Exercise aim
Write out the full set of records below exactly.

===== Information shown =====

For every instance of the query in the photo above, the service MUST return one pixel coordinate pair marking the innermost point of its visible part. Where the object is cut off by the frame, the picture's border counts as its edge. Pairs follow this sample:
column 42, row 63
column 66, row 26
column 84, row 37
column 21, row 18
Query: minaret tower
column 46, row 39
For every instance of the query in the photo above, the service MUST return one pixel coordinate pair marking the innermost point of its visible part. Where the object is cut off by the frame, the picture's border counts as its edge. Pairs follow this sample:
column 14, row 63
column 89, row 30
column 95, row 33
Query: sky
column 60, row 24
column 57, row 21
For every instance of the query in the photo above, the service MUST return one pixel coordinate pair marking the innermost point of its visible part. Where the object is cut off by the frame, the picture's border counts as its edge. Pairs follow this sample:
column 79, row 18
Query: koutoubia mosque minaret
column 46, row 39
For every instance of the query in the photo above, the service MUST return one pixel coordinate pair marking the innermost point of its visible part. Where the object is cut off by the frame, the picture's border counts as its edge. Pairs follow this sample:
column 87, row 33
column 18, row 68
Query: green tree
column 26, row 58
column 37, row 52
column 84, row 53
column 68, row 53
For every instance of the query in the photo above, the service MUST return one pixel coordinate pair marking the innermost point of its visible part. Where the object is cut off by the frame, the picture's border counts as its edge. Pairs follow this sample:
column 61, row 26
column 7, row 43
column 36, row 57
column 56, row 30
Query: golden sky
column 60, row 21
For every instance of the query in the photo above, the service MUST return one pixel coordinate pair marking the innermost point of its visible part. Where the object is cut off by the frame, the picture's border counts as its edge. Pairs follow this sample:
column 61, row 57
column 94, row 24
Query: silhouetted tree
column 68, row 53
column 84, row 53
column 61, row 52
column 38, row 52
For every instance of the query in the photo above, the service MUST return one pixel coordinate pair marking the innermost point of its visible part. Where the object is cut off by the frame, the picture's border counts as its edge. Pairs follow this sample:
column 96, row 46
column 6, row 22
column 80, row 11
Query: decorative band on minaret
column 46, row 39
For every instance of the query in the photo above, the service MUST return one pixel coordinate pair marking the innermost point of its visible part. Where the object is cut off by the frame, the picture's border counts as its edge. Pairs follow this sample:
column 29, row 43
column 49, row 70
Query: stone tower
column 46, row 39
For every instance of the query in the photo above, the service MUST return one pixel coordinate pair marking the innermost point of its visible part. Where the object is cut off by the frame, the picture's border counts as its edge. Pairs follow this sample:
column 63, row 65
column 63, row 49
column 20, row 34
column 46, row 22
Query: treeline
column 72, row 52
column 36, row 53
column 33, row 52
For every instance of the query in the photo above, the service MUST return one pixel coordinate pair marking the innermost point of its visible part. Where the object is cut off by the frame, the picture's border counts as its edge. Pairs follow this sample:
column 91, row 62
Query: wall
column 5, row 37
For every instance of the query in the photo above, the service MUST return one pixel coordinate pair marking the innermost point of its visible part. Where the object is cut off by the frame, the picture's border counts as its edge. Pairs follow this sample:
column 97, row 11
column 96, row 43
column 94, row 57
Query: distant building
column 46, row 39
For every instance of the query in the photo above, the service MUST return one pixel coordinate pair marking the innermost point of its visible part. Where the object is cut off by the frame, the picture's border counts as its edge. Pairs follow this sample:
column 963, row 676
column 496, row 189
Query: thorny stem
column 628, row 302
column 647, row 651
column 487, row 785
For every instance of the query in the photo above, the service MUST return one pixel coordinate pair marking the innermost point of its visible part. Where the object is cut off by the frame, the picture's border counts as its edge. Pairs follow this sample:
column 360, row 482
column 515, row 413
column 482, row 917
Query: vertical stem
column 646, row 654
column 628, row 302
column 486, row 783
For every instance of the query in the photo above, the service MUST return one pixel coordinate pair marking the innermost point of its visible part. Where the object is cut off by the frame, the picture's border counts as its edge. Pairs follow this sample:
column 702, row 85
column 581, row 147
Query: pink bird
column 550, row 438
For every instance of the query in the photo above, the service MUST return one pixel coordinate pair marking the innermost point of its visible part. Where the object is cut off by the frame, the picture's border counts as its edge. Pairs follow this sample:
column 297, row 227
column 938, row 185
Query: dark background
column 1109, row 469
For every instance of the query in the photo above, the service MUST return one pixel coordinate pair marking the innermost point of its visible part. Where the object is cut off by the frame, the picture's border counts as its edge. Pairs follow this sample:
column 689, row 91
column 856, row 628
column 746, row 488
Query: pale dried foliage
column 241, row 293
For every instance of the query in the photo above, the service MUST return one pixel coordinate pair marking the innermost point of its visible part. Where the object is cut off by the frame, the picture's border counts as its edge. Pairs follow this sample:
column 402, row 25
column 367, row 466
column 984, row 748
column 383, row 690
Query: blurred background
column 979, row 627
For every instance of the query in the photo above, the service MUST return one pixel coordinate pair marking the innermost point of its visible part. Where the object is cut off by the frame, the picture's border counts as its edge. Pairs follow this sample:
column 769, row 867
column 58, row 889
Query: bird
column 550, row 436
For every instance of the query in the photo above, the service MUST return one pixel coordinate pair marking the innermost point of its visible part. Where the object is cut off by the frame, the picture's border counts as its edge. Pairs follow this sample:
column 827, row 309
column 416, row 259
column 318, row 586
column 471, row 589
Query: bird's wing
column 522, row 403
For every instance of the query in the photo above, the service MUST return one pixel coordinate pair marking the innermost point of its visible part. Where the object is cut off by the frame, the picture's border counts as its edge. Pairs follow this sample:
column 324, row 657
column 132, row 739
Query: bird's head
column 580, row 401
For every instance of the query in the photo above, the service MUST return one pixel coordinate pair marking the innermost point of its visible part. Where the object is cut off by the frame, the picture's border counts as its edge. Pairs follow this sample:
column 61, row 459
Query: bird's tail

=====

Written answer
For every instance of the query in the photo above, the service MUST return one pixel coordinate pair marking the innermost point of its visible part. Where the object is cut off by the frame, the picture's border counts as its edge. Pairs follow this sample:
column 42, row 63
column 66, row 26
column 84, row 37
column 21, row 18
Query: minaret tower
column 46, row 39
For every instance of the query in the photo above, the service MUST return one pixel coordinate pair marking the innermost point of its visible part. Where the object is cut off by the frame, the picture's border counts as its edge. Pairs follow this sample:
column 14, row 63
column 89, row 30
column 95, row 33
Query: sky
column 60, row 24
column 57, row 21
For every instance of the query in the photo above, the service MUST return one pixel coordinate pair marking the innermost point of its visible part. Where the object is cut off by the frame, the picture's border counts as its edge. Pairs follow this sample:
column 79, row 18
Query: koutoubia mosque minaret
column 46, row 39
For every instance of the query in the photo above, the service MUST return one pixel coordinate pair marking the innermost point of its visible part. Where the object is cut off by the frame, the picture's border counts as its edge. Pairs follow this sample:
column 87, row 33
column 18, row 68
Query: green tree
column 26, row 58
column 37, row 52
column 84, row 53
column 68, row 53
For every instance of the query in the photo above, the service MUST return one pixel coordinate pair marking the innermost point of its visible part. Where the object is cut off by the frame, the picture's border counts as its edge. Pairs follow this sample:
column 61, row 26
column 7, row 43
column 36, row 57
column 56, row 30
Query: golden sky
column 60, row 21
For every instance of the query in the photo above, the service MUST return one pixel coordinate pair marking the innermost point of its visible part. Where the object is cut off by the frame, the picture's border counts as its edge. Pairs follow this sample:
column 61, row 57
column 94, row 24
Query: silhouetted tree
column 68, row 53
column 84, row 53
column 61, row 52
column 38, row 52
For every instance of the query in the photo above, the service MUST return one pixel coordinate pair marking the innermost point of its visible part. Where the object is cut off by the frame, the picture's border counts as its edge. Pairs follow this sample:
column 96, row 46
column 6, row 22
column 80, row 11
Query: decorative band on minaret
column 46, row 39
For every instance of the query in the photo above, the service MUST return one pixel coordinate pair marking the innermost point of its visible part. Where the object is cut off by the frame, the picture's border counts as its edge. Pairs follow this sample:
column 29, row 43
column 49, row 70
Query: stone tower
column 46, row 39
For every instance of the query in the photo above, the service MUST return one pixel coordinate pair marking the innermost point of its visible part. Where the object is cut off by the frame, the picture's border counts as its edge. Pairs follow this sample:
column 63, row 65
column 63, row 49
column 20, row 34
column 46, row 22
Query: treeline
column 72, row 52
column 36, row 53
column 33, row 52
For every instance of the query in the photo above, the service MUST return one pixel coordinate pair marking the innermost point of its visible part. Where the object is cut off by the frame, the picture's border counts as its edge. Pairs follow this sample:
column 91, row 62
Query: wall
column 5, row 37
For every instance of the query in the photo above, the service MUST return one pixel coordinate pair marking the innermost point of its visible part. Where the object is cut off by the frame, the picture's border counts as its edge. Pairs follow this sample:
column 97, row 11
column 96, row 43
column 94, row 57
Query: distant building
column 46, row 39
For every instance of the query in the photo above, the service MUST return one pixel coordinate pair marking the innermost point of its visible part. Where the object is cut off by the frame, the picture's border counts as its edge. Pairs follow this sample:
column 963, row 676
column 496, row 189
Query: thorny stem
column 628, row 302
column 647, row 651
column 487, row 785
For every instance of the query in the photo above, the service MUST return one pixel coordinate pair marking the innermost point of its visible part. Where the object is cut off by the frame, the picture's border counts as its edge. Pairs follow this sample:
column 360, row 482
column 515, row 413
column 482, row 917
Query: vertical stem
column 646, row 654
column 628, row 302
column 486, row 783
For every instance of the query in the photo above, the service MUST return one pixel coordinate pair marking the innermost point of its visible part. Where the object is cut off by the frame, the picture's border counts as its edge. Pairs follow this sample:
column 702, row 85
column 581, row 147
Query: pink bird
column 550, row 438
For every instance of the query in the photo above, the service MUST return one pixel coordinate pair marking the innermost point of its visible part. Where the object is cut off by the frame, the picture's border counts as its edge. Pairs follow this sample:
column 297, row 227
column 938, row 185
Query: dark background
column 1109, row 469
For every instance of the query in the photo above, the service MUST return one pixel coordinate pair marking the innermost point of its visible part. Where the object is cut off by the frame, the picture's border counts as its edge. Pairs follow this sample:
column 689, row 91
column 856, row 628
column 746, row 488
Query: pale dried foliage
column 241, row 293
For every instance of the query in the photo above, the service MUST return one pixel coordinate pair marking the innermost point of its visible part. Where the object is cut off by the frame, the picture's border counts as its edge. Pairs follow this sample:
column 402, row 25
column 367, row 466
column 984, row 748
column 383, row 690
Query: blurred background
column 979, row 627
For every instance of the query in the photo above, the service MUST return one pixel coordinate pair marking the innermost point of its visible part. Where the object is cut off by the frame, the picture's border counts as its edge. Pairs follow this sample:
column 769, row 867
column 58, row 889
Query: bird
column 550, row 436
For every instance of the query in the photo above, the service MUST return one pixel coordinate pair marking the innermost point of its visible part. Where the object is cut off by the frame, the picture's border counts as its edge. Pairs follow this sample:
column 827, row 309
column 416, row 259
column 318, row 586
column 471, row 589
Query: bird's wing
column 522, row 403
For every instance of the query in the photo above, the service MUST return one pixel coordinate pair marking the innermost point of its visible part. Where the object is cut off by the frame, the picture's border counts as its edge. Pairs follow this sample:
column 324, row 657
column 132, row 739
Query: bird's head
column 580, row 401
For every instance of the query in the photo above, the service MUST return one pixel coordinate pair marking the innermost point of its visible part. Where the object is cut off by the frame, the picture's border counts as its edge. Pairs follow this sample:
column 61, row 459
Query: bird's tail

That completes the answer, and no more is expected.